Vraylar is not an MAOI. It is an atypical antipsychotic, a completely different class of medication that works through a distinct mechanism. The two drug categories affect brain chemistry in fundamentally different ways, and understanding the difference matters if you’re comparing treatment options or concerned about drug interactions.
How Vraylar Is Classified
Vraylar (cariprazine) is classified by the FDA as an atypical antipsychotic. It is approved for four uses in adults: treating schizophrenia, treating manic or mixed episodes in bipolar I disorder, treating depressive episodes in bipolar I disorder, and as an add-on therapy to antidepressants for major depressive disorder.
MAOIs, by contrast, are a class of antidepressants that includes older medications like phenelzine, tranylcypromine, and isocarboxazid. They work by blocking an enzyme called monoamine oxidase, which normally breaks down mood-related brain chemicals like serotonin, norepinephrine, and dopamine. By disabling that enzyme, MAOIs cause those chemicals to build up.
How Vraylar Actually Works
Vraylar takes a very different approach. Rather than blocking an enzyme, it binds directly to specific receptors in the brain, particularly dopamine D3 and D2 receptors, plus certain serotonin receptors. Its strongest attraction is to D3 receptors, where it has a binding affinity roughly six times greater than at D2 receptors.
What makes Vraylar unusual among antipsychotics is that it acts as a partial agonist at these dopamine receptors. This means it can dial dopamine signaling up or down depending on what’s happening in the brain. When dopamine activity is already high (as in mania or psychosis), cariprazine dampens it. When dopamine activity is low (as in depression or the negative symptoms of schizophrenia), it provides a modest boost. It also partially activates serotonin 5-HT1A receptors and blocks 5-HT2B receptors, which likely contributes to its effects on mood.

* Work to complete
(a) Answer these questions using the passage on Vraylar:
(i) What enzyme do MAOIs block?
(ii) How much greater is Vraylar's binding affinity at D3 receptors than at D2 receptors?
(iii) Which serotonin receptor does Vraylar block?
(b) Write the next part of the passage on Vraylar, picking up after its final sentence.
The records after this point are separate material and have no connection to the passage on Vraylar.

* Study material
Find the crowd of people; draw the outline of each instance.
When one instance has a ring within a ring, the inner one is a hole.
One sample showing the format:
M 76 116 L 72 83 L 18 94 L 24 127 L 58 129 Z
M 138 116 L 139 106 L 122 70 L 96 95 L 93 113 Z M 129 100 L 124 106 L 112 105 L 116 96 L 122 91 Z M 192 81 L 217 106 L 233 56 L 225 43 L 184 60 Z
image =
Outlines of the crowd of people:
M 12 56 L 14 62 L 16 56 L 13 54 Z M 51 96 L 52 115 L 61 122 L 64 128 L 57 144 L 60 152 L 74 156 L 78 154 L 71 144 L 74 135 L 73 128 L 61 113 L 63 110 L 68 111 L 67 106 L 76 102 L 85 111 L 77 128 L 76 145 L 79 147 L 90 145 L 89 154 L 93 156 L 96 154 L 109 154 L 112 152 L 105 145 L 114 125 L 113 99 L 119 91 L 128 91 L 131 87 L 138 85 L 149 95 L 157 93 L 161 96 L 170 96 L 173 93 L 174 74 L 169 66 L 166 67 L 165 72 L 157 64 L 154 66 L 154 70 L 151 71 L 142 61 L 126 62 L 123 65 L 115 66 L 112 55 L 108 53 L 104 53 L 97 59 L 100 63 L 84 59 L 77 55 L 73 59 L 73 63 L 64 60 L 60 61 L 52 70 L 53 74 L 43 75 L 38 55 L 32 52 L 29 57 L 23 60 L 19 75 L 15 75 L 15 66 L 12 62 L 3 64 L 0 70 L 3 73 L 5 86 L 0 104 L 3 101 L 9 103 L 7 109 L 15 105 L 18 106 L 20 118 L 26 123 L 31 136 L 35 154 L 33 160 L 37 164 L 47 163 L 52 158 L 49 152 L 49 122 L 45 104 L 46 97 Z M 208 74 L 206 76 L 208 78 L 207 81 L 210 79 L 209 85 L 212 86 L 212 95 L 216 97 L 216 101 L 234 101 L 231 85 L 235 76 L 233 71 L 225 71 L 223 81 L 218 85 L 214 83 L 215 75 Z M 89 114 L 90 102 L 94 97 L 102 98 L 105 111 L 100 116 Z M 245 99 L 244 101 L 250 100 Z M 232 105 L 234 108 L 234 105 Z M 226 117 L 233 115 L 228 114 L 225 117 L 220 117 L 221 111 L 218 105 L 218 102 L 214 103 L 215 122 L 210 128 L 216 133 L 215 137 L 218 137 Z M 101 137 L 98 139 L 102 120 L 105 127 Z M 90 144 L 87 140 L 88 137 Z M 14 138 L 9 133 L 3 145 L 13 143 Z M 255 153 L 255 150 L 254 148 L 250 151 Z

* Answer set
(a)
(i) Monoamine oxidase.
(ii) Roughly six times greater.
(iii) The 5-HT2B receptor.

(b)
None of this involves monoamine oxidase. Vraylar does not inhibit any enzymes involved in breaking down neurotransmitters.
Can You Take Vraylar With an MAOI?
While Vraylar is not an MAOI, taking the two together does carry some risk. The interaction is rated as moderate. Combining them can cause additive drops in blood pressure and increased drowsiness or sedation. This applies to all the major MAOIs, including isocarboxazid, phenelzine, and tranylcypromine.
One practical detail worth knowing: Vraylar has an unusually long effective half-life because its active byproducts linger in your body for weeks after you stop taking it. This means potential interactions with other medications can persist well beyond your last dose, which is relevant if you’re switching between Vraylar and an MAOI or any other drug with interaction concerns.
Why People Confuse the Two
The confusion likely comes from the fact that both Vraylar and MAOIs affect the same brain chemicals, particularly dopamine and serotonin. They also overlap in one treatment area: depression. Vraylar is approved as an add-on for major depressive disorder, and MAOIs are antidepressants. But the similarity ends there. They belong to entirely separate drug classes, work through completely different mechanisms, and carry different side effect profiles and dietary restrictions (MAOIs famously require avoiding tyramine-rich foods like aged cheese and cured meats; Vraylar does not).
If you’ve been prescribed Vraylar and were wondering whether it comes with the same precautions as an MAOI, it does not. The two medications are unrelated in how they function, how they’re used, and what you need to watch out for while taking them.